→ **PASSAGE TO READ**:
-- -- --
Safeguard 10.5: Enable Anti-Exploitation Features

To meet the safeguard 10.5: enable anti-exploitation features requirement, you must turn on and enforce platform protections that make memory corruption and code-injection attacks harder to execute (for example DEP/NX, ASLR, Control Flow Guard, and exploit protection policies). Operationalize it by defining a standard baseline per OS, deploying it centrally, and producing evidence that coverage is complete and exceptions are controlled.

Key takeaways:

  • Treat this as a configuration enforcement control, not an endpoint tool purchase.
  • Standardize anti-exploitation baselines per OS/app class, then deploy through central policy.
  • Keep tight exception governance; auditors focus on drift, coverage, and proof of enforcement.

Safeguard 10.5 sits in CIS Controls v8 under Malware Defenses and focuses on reducing exploitability. The practical intent is straightforward: even if an attacker reaches a vulnerable process, your operating systems and supported applications should have defensive features enabled that disrupt exploitation chains and reduce successful code execution. CIS frames it as a safeguard because these settings are often available “for free” in modern platforms, but they tend to be inconsistently enabled, overwritten by legacy app compatibility choices, or left unmeasured.
-- -- --
→ **RECORDS PROVIDED**:

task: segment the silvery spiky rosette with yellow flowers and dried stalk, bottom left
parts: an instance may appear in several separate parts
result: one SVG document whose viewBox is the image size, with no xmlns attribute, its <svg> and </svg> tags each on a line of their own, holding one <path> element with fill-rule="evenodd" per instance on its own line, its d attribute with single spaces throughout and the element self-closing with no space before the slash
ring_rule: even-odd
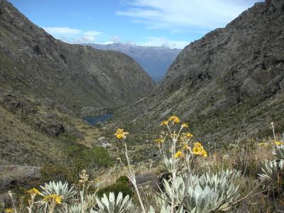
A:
-- -- --
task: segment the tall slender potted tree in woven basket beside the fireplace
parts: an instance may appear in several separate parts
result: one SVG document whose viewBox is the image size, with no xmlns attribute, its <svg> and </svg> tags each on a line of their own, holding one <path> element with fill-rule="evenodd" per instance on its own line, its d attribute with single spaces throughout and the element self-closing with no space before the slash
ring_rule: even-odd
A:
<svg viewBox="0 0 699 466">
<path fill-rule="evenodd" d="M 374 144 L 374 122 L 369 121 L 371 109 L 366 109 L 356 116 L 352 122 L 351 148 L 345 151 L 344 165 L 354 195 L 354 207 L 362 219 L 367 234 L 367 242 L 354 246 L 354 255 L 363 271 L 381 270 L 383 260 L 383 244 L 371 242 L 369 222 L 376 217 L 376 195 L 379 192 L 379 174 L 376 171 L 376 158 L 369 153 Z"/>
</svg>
-- -- --
→ **USING THE INFORMATION**:
A – Print the stretch of the Safeguard 10.5 passage above from "To meet the" through "proof of enforcement.".
B – According to the Safeguard 10.5 passage, why does CIS frame anti-exploitation settings as a safeguard? Answer in one to three sentences.
C – In the Safeguard 10.5 passage, which part of CIS Controls v8 contains this safeguard?

→ **RESULTS OF THE TASKS**:
A –
To meet the safeguard 10.5: enable anti-exploitation features requirement, you must turn on and enforce platform protections that make memory corruption and code-injection attacks harder to execute (for example DEP/NX, ASLR, Control Flow Guard, and exploit protection policies). Operationalize it by defining a standard baseline per OS, deploying it centrally, and producing evidence that coverage is complete and exceptions are controlled.

Key takeaways:

  • Treat this as a configuration enforcement control, not an endpoint tool purchase.
  • Standardize anti-exploitation baselines per OS/app class, then deploy through central policy.
  • Keep tight exception governance; auditors focus on drift, coverage, and proof of enforcement.

B – These settings are often available "for free" in modern platforms. However, they tend to be enabled inconsistently, overwritten by legacy app compatibility choices, or left unmeasured.

C – Malware Defenses.